Metin:
>>>>>

Söz konusu yasal düzenlemenin dayanağı ise Milletlerarası Sözleşme (Resmi Gazete: 27.081993 Sayı : 21676 (Asıl) Düstur Tertip:5 Cilt: 32 Sahife)’dir.
4458 sayılı Gümrük Kanunu’nun 24. maddesinde eşyanın gümrük kıymetinin, eşyanın satış bedeli olduğu, 26. maddesinde ise, asgari gümrük kıymetlerinin, keyfi veya fiktif kıymetlerin gümrük kıymetinin belirlenmesinde esas alınamayacağı açıkça hükme bağlanmıştır.
Anılan Milletlerarası Sözleşme’nin (GATT Anlaşmasının VII. Maddesinin Uygulanmasına İlişkin Anlaşma) önsözünde de, tarafların keyfi veya fiktif gümrük kıymetlerinin kullanılmasını önleyen adil, yeknesak ve tarafsız bir gümrük kıymeti sisteminin gerekli olduğunu kabul ederek anlaştıkları belirtilmektedir.
Dolayısıyla, idarenin hangi kıstasa göre belirlediği belli olmayan 570 USD fiyat, kuşkusuz ki fiktif ve hatta keyfi bir fiyattır.
Ayrıca, Anayasamızın 73. maddesi "...Vergi, resim, harç ve benzeri malî yükümlülükler kanunla konulur, değiştirilir veya kaldırılır" hükmüne amirdir. Bunlar dışındaki ek mali yükümlülükler ise 167. maddede düzenlenmiştir.

<<<<<

Sağlanan Malzeme:
>>>>>

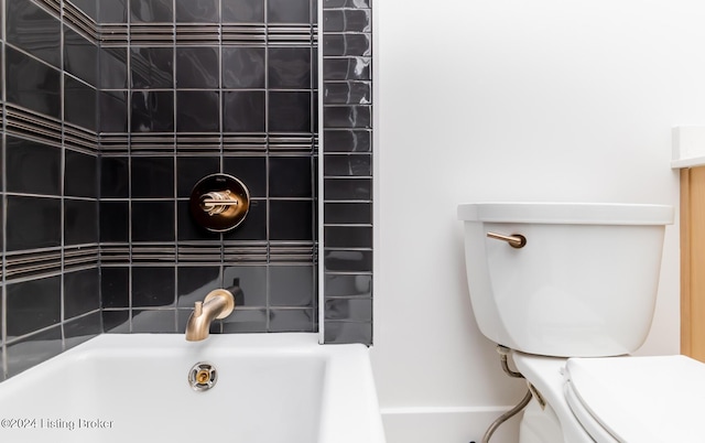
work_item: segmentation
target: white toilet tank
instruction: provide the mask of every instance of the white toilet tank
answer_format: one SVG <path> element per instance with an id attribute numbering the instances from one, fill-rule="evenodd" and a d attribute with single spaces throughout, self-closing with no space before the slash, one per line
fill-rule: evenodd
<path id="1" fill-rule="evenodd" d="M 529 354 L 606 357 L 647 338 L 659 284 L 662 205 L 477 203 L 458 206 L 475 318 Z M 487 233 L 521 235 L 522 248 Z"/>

<<<<<

Yapılacak Görevler:
1. Gümrük kıymeti metnine göre aşağıdaki soruları yanıtlayın.
(a) 4458 sayılı Gümrük Kanunu'nun 24. maddesine göre eşyanın gümrük kıymeti nedir?
(b) İdarenin belirlediği fiyat kaç USD'dir?
(c) Anayasa'nın 73. maddesinde sayılanlar dışındaki ek mali yükümlülükler hangi maddede düzenlenmiştir?
2. Gümrük kıymeti metninde "Söz konusu yasal" sözlerinden "keyfi bir fiyattır." sözlerine kadar olan kısmı aynen alıntılayın.
Malzemenin burada hiçbir işlevi yoktur.

Çözülmüş Görevler:
1.
(a) Eşyanın satış bedelidir.
(b) 570 USD'dir.
(c) 167. maddede düzenlenmiştir.

2.
Söz konusu yasal düzenlemenin dayanağı ise Milletlerarası Sözleşme (Resmi Gazete: 27.081993 Sayı : 21676 (Asıl) Düstur Tertip:5 Cilt: 32 Sahife)’dir.
4458 sayılı Gümrük Kanunu’nun 24. maddesinde eşyanın gümrük kıymetinin, eşyanın satış bedeli olduğu, 26. maddesinde ise, asgari gümrük kıymetlerinin, keyfi veya fiktif kıymetlerin gümrük kıymetinin belirlenmesinde esas alınamayacağı açıkça hükme bağlanmıştır.
Anılan Milletlerarası Sözleşme’nin (GATT Anlaşmasının VII. Maddesinin Uygulanmasına İlişkin Anlaşma) önsözünde de, tarafların keyfi veya fiktif gümrük kıymetlerinin kullanılmasını önleyen adil, yeknesak ve tarafsız bir gümrük kıymeti sisteminin gerekli olduğunu kabul ederek anlaştıkları belirtilmektedir.
Dolayısıyla, idarenin hangi kıstasa göre belirlediği belli olmayan 570 USD fiyat, kuşkusuz ki fiktif ve hatta keyfi bir fiyattır.